Begin Records

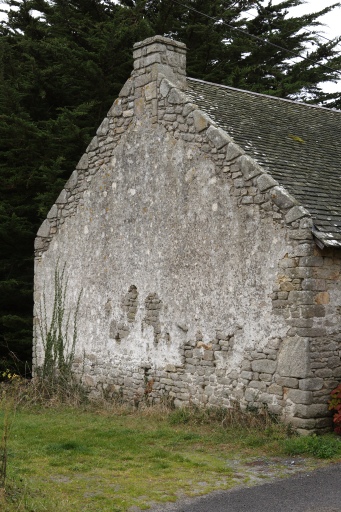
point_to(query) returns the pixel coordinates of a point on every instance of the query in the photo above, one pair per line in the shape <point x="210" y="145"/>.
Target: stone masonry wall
<point x="289" y="358"/>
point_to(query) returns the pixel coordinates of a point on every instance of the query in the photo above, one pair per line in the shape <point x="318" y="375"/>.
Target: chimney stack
<point x="161" y="55"/>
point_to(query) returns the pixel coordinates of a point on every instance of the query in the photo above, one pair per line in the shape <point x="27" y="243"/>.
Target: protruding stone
<point x="83" y="163"/>
<point x="72" y="181"/>
<point x="293" y="358"/>
<point x="165" y="87"/>
<point x="249" y="167"/>
<point x="53" y="212"/>
<point x="150" y="91"/>
<point x="282" y="198"/>
<point x="44" y="230"/>
<point x="103" y="128"/>
<point x="177" y="97"/>
<point x="218" y="137"/>
<point x="126" y="89"/>
<point x="62" y="198"/>
<point x="265" y="181"/>
<point x="93" y="145"/>
<point x="263" y="366"/>
<point x="313" y="384"/>
<point x="300" y="397"/>
<point x="297" y="212"/>
<point x="201" y="120"/>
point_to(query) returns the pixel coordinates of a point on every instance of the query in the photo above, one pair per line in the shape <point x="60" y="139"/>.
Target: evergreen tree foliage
<point x="63" y="62"/>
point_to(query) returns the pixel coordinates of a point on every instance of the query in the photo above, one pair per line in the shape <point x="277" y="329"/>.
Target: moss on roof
<point x="298" y="144"/>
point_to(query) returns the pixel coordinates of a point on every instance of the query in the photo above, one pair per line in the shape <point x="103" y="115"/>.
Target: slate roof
<point x="298" y="144"/>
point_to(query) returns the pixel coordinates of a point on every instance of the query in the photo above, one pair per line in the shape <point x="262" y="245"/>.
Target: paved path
<point x="318" y="491"/>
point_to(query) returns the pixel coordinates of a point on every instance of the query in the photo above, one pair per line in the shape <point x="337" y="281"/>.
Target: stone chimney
<point x="160" y="55"/>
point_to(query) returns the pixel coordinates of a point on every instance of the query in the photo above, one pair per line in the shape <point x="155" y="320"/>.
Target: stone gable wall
<point x="293" y="360"/>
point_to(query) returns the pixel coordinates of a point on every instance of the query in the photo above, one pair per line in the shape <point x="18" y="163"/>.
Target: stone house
<point x="203" y="226"/>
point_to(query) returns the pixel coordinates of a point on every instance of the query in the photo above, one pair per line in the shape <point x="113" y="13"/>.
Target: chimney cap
<point x="159" y="39"/>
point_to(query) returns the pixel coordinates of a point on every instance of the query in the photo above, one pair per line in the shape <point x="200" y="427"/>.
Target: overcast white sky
<point x="332" y="23"/>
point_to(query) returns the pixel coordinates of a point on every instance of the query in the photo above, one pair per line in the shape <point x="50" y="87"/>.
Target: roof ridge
<point x="266" y="95"/>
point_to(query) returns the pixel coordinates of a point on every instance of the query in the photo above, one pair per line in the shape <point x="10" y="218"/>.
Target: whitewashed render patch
<point x="201" y="282"/>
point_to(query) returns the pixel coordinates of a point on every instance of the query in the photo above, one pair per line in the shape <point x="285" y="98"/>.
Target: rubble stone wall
<point x="201" y="280"/>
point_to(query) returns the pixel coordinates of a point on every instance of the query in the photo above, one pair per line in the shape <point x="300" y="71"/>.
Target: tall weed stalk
<point x="59" y="348"/>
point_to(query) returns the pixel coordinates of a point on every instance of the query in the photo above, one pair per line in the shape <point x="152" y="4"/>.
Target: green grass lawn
<point x="73" y="459"/>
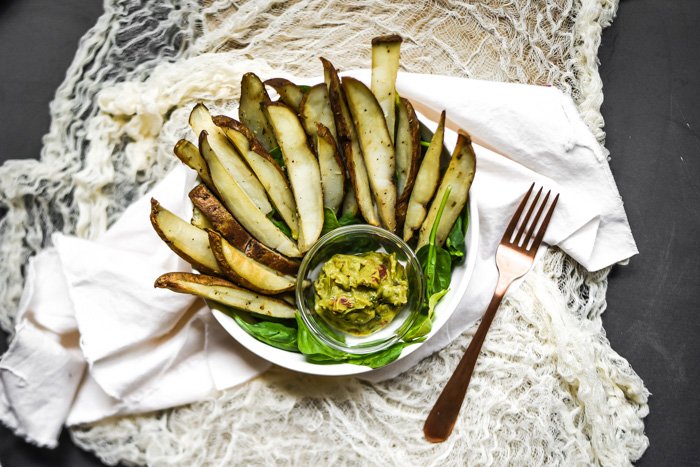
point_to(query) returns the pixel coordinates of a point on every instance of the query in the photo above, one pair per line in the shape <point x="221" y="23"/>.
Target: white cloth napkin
<point x="95" y="339"/>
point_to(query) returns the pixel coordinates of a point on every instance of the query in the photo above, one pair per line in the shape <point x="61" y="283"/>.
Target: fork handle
<point x="443" y="416"/>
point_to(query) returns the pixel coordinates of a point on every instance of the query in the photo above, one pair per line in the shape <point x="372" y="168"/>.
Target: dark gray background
<point x="650" y="65"/>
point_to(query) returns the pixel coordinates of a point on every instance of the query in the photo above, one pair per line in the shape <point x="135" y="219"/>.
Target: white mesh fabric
<point x="548" y="388"/>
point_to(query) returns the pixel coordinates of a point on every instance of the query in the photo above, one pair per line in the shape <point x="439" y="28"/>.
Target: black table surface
<point x="650" y="66"/>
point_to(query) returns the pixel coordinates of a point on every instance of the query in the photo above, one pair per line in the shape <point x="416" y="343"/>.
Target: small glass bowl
<point x="356" y="239"/>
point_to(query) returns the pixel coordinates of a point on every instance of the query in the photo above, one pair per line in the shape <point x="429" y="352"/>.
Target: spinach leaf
<point x="436" y="261"/>
<point x="277" y="156"/>
<point x="433" y="301"/>
<point x="318" y="352"/>
<point x="279" y="223"/>
<point x="455" y="245"/>
<point x="331" y="222"/>
<point x="275" y="334"/>
<point x="437" y="269"/>
<point x="314" y="349"/>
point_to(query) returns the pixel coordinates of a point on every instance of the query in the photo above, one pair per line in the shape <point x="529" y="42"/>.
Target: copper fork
<point x="514" y="258"/>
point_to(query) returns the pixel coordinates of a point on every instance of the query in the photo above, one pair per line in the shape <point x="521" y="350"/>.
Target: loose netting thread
<point x="548" y="389"/>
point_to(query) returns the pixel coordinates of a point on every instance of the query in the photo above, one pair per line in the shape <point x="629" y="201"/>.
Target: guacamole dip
<point x="360" y="294"/>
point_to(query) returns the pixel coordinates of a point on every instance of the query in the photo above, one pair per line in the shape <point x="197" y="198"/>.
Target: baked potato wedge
<point x="332" y="170"/>
<point x="199" y="220"/>
<point x="265" y="167"/>
<point x="245" y="271"/>
<point x="250" y="110"/>
<point x="302" y="169"/>
<point x="290" y="93"/>
<point x="315" y="108"/>
<point x="189" y="155"/>
<point x="201" y="120"/>
<point x="426" y="182"/>
<point x="242" y="207"/>
<point x="386" y="52"/>
<point x="459" y="176"/>
<point x="186" y="240"/>
<point x="223" y="222"/>
<point x="224" y="292"/>
<point x="408" y="151"/>
<point x="350" y="146"/>
<point x="377" y="147"/>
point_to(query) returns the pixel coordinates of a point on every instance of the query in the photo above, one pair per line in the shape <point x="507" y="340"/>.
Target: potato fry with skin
<point x="408" y="151"/>
<point x="377" y="147"/>
<point x="302" y="169"/>
<point x="242" y="207"/>
<point x="290" y="93"/>
<point x="224" y="292"/>
<point x="348" y="142"/>
<point x="245" y="271"/>
<point x="223" y="222"/>
<point x="459" y="176"/>
<point x="199" y="220"/>
<point x="187" y="241"/>
<point x="189" y="155"/>
<point x="315" y="108"/>
<point x="332" y="170"/>
<point x="250" y="110"/>
<point x="385" y="67"/>
<point x="265" y="167"/>
<point x="201" y="120"/>
<point x="426" y="182"/>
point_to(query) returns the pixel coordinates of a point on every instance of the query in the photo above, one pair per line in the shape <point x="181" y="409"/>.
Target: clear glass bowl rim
<point x="349" y="230"/>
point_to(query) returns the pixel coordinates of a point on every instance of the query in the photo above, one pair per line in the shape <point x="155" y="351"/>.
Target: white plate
<point x="458" y="285"/>
<point x="443" y="311"/>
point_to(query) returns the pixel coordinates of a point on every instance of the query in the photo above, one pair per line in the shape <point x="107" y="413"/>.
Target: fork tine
<point x="543" y="228"/>
<point x="523" y="226"/>
<point x="537" y="218"/>
<point x="514" y="221"/>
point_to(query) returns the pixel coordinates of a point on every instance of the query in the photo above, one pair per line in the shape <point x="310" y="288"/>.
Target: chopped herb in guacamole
<point x="360" y="294"/>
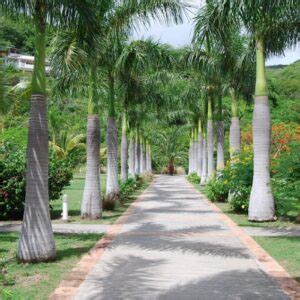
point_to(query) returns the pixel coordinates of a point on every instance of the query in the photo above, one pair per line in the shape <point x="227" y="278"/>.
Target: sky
<point x="181" y="35"/>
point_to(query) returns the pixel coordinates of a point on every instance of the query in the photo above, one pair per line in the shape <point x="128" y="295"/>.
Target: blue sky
<point x="180" y="35"/>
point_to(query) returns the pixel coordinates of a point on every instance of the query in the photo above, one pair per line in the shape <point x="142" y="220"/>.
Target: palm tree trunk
<point x="91" y="207"/>
<point x="124" y="149"/>
<point x="204" y="162"/>
<point x="190" y="156"/>
<point x="144" y="161"/>
<point x="36" y="238"/>
<point x="112" y="185"/>
<point x="261" y="205"/>
<point x="235" y="133"/>
<point x="200" y="146"/>
<point x="220" y="136"/>
<point x="195" y="151"/>
<point x="131" y="156"/>
<point x="138" y="155"/>
<point x="210" y="142"/>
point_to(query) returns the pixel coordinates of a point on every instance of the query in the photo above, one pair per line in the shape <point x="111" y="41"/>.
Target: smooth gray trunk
<point x="36" y="238"/>
<point x="141" y="159"/>
<point x="234" y="136"/>
<point x="131" y="158"/>
<point x="91" y="202"/>
<point x="124" y="156"/>
<point x="138" y="158"/>
<point x="149" y="159"/>
<point x="220" y="145"/>
<point x="195" y="156"/>
<point x="112" y="186"/>
<point x="210" y="149"/>
<point x="204" y="162"/>
<point x="261" y="205"/>
<point x="144" y="161"/>
<point x="199" y="154"/>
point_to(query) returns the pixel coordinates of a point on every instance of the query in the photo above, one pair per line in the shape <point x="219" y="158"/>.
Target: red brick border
<point x="69" y="285"/>
<point x="286" y="282"/>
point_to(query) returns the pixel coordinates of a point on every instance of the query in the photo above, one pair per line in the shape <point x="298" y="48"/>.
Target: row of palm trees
<point x="269" y="27"/>
<point x="94" y="30"/>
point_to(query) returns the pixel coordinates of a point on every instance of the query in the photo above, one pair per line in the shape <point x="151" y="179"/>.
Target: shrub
<point x="286" y="182"/>
<point x="193" y="178"/>
<point x="12" y="180"/>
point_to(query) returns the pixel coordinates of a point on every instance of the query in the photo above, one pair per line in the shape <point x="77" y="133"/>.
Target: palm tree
<point x="36" y="240"/>
<point x="273" y="25"/>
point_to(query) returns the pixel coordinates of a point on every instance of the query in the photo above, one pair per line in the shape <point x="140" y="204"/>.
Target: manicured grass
<point x="38" y="281"/>
<point x="286" y="250"/>
<point x="241" y="219"/>
<point x="75" y="192"/>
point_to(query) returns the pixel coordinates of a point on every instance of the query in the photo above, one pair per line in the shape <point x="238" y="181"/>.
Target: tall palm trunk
<point x="235" y="132"/>
<point x="261" y="205"/>
<point x="144" y="158"/>
<point x="190" y="154"/>
<point x="36" y="239"/>
<point x="131" y="163"/>
<point x="200" y="150"/>
<point x="220" y="137"/>
<point x="149" y="159"/>
<point x="137" y="154"/>
<point x="112" y="185"/>
<point x="91" y="207"/>
<point x="204" y="161"/>
<point x="124" y="149"/>
<point x="195" y="151"/>
<point x="210" y="142"/>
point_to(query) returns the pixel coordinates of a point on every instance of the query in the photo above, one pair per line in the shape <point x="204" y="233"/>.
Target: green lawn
<point x="38" y="281"/>
<point x="75" y="192"/>
<point x="286" y="250"/>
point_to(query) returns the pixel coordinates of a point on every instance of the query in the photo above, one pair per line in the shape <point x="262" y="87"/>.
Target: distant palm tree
<point x="273" y="26"/>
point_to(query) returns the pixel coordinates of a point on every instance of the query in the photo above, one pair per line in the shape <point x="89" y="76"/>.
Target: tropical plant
<point x="36" y="240"/>
<point x="262" y="20"/>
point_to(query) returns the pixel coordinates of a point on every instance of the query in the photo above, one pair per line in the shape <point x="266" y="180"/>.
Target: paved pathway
<point x="60" y="228"/>
<point x="175" y="246"/>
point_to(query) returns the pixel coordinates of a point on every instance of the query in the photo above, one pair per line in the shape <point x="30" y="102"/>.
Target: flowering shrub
<point x="286" y="182"/>
<point x="12" y="180"/>
<point x="193" y="178"/>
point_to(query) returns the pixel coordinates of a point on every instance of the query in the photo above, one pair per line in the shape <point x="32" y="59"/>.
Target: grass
<point x="38" y="281"/>
<point x="75" y="192"/>
<point x="242" y="219"/>
<point x="285" y="250"/>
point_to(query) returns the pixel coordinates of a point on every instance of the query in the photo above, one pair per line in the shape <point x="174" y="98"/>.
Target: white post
<point x="65" y="208"/>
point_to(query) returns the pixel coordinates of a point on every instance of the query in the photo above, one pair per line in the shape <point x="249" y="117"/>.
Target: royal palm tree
<point x="36" y="240"/>
<point x="273" y="25"/>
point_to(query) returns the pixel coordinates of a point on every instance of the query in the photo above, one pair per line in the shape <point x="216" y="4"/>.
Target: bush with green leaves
<point x="193" y="178"/>
<point x="12" y="180"/>
<point x="286" y="182"/>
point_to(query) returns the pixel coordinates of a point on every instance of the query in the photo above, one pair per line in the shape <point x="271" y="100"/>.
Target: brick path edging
<point x="69" y="285"/>
<point x="286" y="282"/>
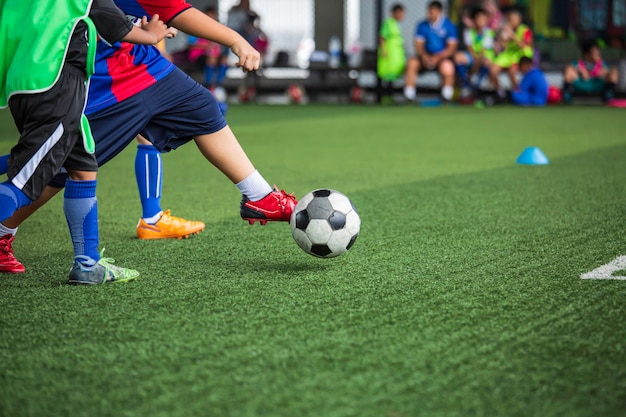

End Records

Task objective ->
Find each line of the listing above that includes the string "bowl", and copy those lines.

Complete output ->
Target: small glass bowl
Target: clear glass bowl rim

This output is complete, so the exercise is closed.